* **PROBLEM**
For the listing below, print exactly the lines from the line with "face on this photo." to the line with "hood on this photo.", both included, and nothing beyond them.

* **EXERCISE MATERIALS**
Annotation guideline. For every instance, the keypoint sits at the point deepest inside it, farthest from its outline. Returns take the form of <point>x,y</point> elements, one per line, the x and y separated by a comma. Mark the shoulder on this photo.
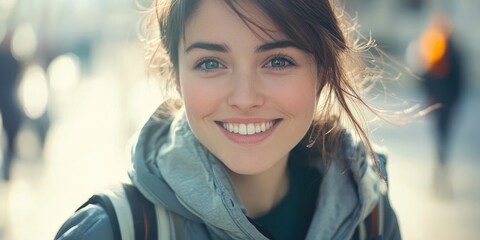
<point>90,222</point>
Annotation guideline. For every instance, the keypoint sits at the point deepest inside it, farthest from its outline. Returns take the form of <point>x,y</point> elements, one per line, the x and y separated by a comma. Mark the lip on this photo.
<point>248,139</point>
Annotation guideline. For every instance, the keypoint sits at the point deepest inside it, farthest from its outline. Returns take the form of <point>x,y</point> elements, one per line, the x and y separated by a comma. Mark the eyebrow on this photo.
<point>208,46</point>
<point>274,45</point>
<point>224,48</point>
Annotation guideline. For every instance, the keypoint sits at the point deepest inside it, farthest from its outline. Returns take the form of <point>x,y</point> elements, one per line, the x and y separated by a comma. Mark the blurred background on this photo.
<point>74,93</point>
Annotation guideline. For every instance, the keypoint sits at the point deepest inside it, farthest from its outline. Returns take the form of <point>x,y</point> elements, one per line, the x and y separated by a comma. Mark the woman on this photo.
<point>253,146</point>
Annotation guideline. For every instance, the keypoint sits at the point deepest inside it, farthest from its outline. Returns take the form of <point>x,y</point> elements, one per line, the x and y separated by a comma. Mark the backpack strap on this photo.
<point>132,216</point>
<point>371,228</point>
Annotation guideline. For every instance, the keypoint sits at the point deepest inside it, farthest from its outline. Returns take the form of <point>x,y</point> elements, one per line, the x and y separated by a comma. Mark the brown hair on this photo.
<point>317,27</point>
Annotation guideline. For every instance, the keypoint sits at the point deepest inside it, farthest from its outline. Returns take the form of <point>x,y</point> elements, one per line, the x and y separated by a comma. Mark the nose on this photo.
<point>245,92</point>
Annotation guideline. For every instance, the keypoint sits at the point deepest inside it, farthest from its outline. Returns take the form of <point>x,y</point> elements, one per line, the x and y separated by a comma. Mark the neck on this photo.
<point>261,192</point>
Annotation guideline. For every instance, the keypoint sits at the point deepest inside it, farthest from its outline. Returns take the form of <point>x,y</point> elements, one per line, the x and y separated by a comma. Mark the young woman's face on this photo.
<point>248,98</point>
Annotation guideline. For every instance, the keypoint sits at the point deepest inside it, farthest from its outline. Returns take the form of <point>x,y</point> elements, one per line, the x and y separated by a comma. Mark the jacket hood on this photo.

* * *

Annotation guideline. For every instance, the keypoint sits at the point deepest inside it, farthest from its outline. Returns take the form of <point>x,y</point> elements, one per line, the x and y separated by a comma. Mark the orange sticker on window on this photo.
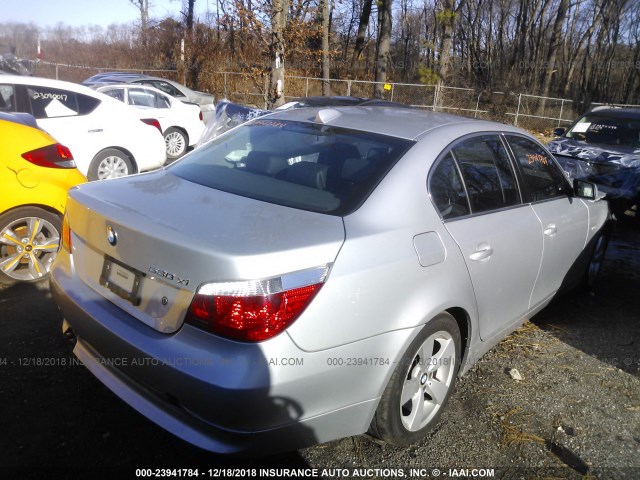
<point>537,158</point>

* **THE ANSWER**
Annotation guideline. For every instance, the keypoint sits at the point deepest inside it, farthest from its outline. Returns take the form of <point>x,y</point> elements, one per line, the x and y separated by a comma. Mark the young woman's face on this photo.
<point>248,98</point>
Annotation guideline. For every instance, the keypoint sits at the point deepest inside it, farthest from its outline. Returns take the form of <point>x,y</point> elements, one per line, the x and y separated by a comma. Mark the jacket hood on this photo.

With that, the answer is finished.